● Brief 1: Count the lines in the rows below that contain the word "shrub". Reply with the number only.

● Article:
* BEGIN *

In order to introduce our hierarchical clustering technique, suppose that we have a selected a specific surface (such as Cu(111)) and a specific family of precursor molecules (such as bianthracene molecules differing in the functional groups attached at the 10 and 10′ carbons) to study. Let X and Y denote two precursor molecules from this family. As the first step of hierarchical clustering, we quantify the dissimilarity of the islands formed by self-assembly of the X and Y precursor molecules. To this end, consider the ‘island combination network’ shown in Fig. 3. In the island combination network, the vertices (circles) q1, q2, … correspond to the unique island combinations that can be created from n molecules, where n is fixed. An edge (line) connects vertices q i and q j if and only if one of the following conditions is fulfilled: (1) q i can be transformed into q j by shifting a single molecule from one island to another, or (2) q i can be transformed into q j by removing a single molecule from an island to form a new ‘island’ containing only one molecule. Intuitively, the network in Fig. 3 describes how the various island combinations are related to each other by diffusion of molecules between islands. We define the dissimilarity D(X, Y) between the islands formed by X and Y precursor molecules as

$$D\left( {{\mathrm{X}},{\mathrm{Y}}} \right) = \mathop {\sum}\limits_{q_i,q_j \in G} {d\left( {q_i,q_j} \right)v_{\mathrm{X}}\left( {q_i} \right)v_{\mathrm{Y}}\left( {q_j} \right)} .$$
(1)

* END *

● Given records:
* BEGIN *

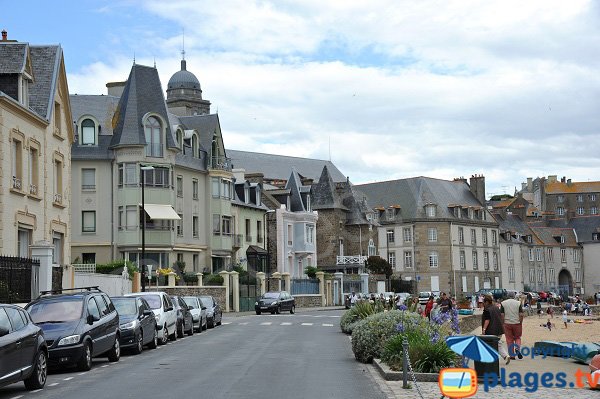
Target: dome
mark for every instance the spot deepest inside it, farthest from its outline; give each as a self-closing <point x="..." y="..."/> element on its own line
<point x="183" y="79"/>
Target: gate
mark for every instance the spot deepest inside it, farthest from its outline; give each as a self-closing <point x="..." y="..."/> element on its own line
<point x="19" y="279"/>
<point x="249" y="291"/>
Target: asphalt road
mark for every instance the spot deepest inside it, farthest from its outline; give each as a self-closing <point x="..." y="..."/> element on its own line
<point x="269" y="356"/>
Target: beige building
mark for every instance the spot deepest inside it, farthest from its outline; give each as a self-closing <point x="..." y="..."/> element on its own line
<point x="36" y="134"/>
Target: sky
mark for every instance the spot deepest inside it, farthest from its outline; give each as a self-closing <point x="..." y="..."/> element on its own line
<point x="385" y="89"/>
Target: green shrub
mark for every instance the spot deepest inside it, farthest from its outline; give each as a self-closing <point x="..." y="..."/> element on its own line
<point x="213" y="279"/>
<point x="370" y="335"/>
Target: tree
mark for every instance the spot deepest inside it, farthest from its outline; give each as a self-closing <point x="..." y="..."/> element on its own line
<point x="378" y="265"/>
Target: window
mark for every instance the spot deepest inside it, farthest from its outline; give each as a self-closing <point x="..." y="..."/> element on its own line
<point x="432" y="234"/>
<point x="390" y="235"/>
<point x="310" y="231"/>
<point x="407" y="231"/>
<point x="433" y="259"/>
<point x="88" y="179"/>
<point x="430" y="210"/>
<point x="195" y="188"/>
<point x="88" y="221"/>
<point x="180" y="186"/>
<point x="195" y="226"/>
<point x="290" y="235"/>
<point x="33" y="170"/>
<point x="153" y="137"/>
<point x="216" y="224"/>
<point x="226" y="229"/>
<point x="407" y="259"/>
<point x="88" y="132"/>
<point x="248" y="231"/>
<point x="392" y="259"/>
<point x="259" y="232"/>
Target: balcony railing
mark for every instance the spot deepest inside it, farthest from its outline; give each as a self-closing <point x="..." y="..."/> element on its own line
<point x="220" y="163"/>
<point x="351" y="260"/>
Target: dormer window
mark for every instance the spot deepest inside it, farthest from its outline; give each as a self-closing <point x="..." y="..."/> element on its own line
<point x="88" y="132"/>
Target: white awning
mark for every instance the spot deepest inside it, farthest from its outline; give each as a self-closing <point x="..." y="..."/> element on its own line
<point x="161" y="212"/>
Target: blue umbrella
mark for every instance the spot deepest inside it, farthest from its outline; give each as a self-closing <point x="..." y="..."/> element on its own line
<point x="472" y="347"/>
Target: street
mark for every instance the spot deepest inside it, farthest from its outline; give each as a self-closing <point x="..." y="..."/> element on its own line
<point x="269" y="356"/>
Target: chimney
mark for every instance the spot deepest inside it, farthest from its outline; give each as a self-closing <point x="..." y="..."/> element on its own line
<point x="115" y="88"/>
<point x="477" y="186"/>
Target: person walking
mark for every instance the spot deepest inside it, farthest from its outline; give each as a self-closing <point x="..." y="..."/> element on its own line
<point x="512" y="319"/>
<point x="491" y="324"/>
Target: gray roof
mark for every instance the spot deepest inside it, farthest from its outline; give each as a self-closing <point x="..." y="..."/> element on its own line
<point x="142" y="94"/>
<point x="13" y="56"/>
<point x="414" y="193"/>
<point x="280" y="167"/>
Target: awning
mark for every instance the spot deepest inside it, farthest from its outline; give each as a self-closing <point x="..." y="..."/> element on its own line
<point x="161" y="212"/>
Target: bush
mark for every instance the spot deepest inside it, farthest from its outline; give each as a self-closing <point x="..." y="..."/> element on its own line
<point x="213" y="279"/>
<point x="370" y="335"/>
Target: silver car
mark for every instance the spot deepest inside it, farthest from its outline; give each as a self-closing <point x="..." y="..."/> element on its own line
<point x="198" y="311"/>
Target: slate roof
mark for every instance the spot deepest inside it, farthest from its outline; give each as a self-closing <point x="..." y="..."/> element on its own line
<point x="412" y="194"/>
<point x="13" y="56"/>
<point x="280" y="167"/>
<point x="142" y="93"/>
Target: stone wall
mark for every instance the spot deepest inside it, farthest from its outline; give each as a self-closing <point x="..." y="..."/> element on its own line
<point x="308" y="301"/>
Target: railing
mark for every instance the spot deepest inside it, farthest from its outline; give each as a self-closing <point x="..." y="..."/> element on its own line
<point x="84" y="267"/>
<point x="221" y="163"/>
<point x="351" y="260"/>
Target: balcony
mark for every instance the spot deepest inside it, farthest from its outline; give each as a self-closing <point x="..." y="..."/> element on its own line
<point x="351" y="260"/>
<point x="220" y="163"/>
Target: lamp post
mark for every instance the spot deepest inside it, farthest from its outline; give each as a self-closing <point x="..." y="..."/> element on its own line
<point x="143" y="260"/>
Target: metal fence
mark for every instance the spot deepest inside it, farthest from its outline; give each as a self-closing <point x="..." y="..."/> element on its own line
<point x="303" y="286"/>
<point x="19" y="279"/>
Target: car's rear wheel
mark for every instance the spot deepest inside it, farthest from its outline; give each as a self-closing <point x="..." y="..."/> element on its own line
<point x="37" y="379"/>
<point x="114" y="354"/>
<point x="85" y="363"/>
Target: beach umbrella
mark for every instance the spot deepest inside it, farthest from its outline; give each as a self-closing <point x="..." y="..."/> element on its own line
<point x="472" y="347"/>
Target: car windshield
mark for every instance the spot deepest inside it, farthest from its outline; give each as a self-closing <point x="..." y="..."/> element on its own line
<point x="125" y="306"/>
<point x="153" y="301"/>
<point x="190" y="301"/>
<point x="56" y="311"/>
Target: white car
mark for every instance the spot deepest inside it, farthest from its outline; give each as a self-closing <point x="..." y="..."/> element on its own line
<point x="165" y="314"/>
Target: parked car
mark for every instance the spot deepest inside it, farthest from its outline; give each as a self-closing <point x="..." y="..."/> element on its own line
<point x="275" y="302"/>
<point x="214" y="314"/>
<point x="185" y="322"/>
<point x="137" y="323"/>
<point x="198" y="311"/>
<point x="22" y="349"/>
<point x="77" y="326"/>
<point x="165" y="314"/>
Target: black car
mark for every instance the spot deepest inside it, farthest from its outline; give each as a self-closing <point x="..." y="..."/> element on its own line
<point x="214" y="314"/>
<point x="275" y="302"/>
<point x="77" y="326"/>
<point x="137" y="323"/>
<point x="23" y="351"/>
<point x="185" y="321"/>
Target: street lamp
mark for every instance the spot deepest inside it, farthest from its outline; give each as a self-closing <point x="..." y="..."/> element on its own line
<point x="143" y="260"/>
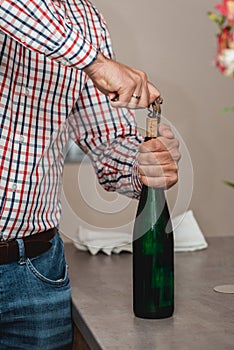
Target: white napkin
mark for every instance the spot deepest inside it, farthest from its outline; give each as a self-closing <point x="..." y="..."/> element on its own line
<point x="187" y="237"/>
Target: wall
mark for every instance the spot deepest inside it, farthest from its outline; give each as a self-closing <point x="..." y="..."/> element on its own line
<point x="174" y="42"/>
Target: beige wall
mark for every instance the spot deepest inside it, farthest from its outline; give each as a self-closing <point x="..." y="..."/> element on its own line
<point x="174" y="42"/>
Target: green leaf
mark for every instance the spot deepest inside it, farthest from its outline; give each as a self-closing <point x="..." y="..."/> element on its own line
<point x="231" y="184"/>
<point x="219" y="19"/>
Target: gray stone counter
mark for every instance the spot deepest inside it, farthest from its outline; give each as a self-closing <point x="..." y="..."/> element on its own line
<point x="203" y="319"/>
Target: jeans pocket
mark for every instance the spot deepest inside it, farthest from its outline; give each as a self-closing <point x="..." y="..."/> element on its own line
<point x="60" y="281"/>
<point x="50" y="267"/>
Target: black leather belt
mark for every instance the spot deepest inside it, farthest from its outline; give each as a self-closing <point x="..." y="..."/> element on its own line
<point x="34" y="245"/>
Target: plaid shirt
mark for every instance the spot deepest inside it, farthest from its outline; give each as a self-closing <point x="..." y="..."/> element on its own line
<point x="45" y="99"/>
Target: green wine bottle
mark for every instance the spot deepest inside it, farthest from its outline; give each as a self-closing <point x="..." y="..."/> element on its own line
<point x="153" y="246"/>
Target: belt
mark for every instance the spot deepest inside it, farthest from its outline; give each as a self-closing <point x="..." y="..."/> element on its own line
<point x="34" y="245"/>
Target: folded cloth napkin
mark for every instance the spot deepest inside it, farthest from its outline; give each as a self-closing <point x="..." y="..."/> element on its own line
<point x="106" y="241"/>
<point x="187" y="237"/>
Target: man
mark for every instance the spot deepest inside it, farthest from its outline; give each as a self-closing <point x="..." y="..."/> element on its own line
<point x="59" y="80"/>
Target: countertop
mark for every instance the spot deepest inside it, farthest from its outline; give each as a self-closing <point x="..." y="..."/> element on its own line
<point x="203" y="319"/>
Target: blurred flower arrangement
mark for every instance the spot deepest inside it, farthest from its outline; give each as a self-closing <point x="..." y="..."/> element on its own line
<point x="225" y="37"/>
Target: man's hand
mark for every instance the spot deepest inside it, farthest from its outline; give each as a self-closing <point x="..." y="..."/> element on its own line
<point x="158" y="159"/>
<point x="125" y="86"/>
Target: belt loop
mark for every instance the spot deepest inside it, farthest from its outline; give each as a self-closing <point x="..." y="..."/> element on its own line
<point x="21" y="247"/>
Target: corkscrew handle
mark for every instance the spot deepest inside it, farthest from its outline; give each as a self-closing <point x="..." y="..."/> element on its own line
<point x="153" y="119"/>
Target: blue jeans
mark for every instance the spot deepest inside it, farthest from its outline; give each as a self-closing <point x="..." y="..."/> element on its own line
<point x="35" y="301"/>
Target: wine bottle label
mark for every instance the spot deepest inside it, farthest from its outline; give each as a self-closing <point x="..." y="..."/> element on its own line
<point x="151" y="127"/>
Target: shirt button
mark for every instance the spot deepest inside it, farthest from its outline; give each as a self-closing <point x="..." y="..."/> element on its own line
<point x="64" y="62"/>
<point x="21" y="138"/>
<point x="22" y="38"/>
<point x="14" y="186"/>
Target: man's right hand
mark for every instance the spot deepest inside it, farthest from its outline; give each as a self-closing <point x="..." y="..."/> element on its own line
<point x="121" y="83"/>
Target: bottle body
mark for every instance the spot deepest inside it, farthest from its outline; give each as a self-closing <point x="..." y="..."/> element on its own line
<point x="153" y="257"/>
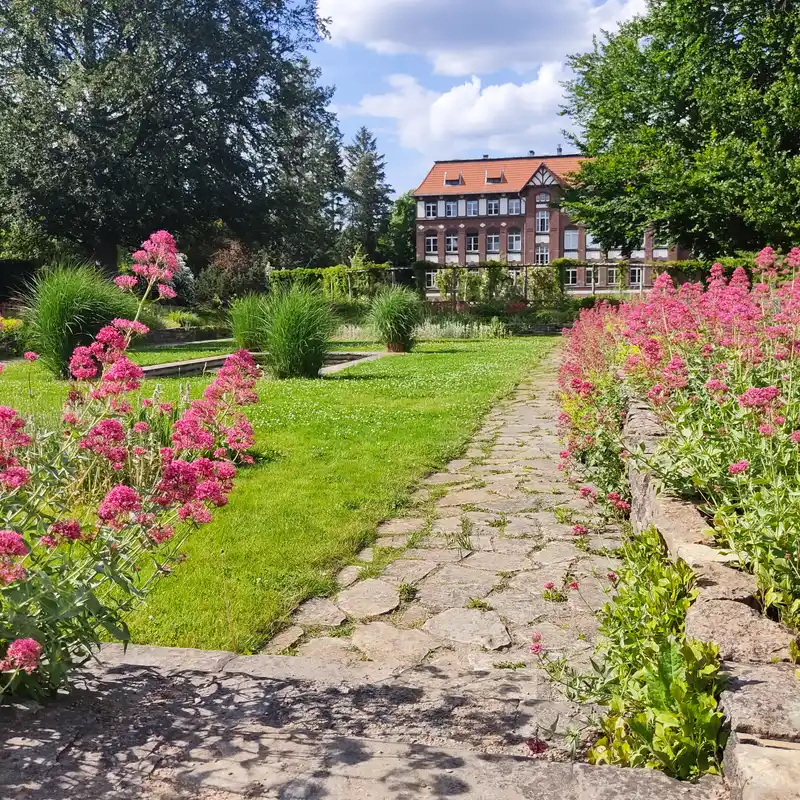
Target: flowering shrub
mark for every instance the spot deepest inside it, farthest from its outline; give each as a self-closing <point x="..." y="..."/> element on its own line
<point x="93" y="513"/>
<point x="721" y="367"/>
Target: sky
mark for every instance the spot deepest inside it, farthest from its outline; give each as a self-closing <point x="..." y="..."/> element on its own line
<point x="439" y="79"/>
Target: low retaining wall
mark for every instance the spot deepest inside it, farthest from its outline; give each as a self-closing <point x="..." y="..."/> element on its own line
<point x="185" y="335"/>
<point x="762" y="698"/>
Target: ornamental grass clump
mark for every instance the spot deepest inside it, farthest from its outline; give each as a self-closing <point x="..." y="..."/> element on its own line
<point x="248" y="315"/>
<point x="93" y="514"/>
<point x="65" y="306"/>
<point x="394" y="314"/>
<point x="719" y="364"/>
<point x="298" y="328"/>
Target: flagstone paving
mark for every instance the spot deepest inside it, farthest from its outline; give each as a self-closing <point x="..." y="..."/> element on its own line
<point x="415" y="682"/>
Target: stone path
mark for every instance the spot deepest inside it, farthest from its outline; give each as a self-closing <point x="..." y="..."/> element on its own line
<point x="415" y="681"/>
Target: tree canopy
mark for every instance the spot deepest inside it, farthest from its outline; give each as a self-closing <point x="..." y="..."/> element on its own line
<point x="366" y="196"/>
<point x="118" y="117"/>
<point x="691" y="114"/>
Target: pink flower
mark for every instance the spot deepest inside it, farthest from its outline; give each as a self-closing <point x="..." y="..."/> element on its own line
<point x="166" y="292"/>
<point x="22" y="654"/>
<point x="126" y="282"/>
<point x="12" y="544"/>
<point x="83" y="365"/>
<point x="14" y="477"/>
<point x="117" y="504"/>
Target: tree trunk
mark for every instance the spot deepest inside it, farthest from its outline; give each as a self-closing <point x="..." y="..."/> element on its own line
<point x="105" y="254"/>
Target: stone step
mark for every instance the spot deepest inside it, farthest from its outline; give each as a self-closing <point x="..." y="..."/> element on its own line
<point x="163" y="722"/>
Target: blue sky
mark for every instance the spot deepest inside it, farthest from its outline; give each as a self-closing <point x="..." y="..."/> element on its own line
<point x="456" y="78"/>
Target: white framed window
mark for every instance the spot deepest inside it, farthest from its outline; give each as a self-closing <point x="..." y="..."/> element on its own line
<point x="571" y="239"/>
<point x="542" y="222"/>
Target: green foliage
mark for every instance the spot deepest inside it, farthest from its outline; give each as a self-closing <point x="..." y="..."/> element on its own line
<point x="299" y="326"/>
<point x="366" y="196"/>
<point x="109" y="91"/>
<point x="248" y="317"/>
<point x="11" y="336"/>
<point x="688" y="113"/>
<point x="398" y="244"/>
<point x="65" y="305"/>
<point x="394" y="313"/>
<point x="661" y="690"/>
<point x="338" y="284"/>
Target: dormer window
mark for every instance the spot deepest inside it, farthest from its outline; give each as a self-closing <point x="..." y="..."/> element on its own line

* END *

● Brief 2: In the clustering text above, what do the vertices of the island combination network correspond to?

● Written reply 1: 2

● Written reply 2: They correspond to the unique island combinations that can be created from n molecules, where n is fixed.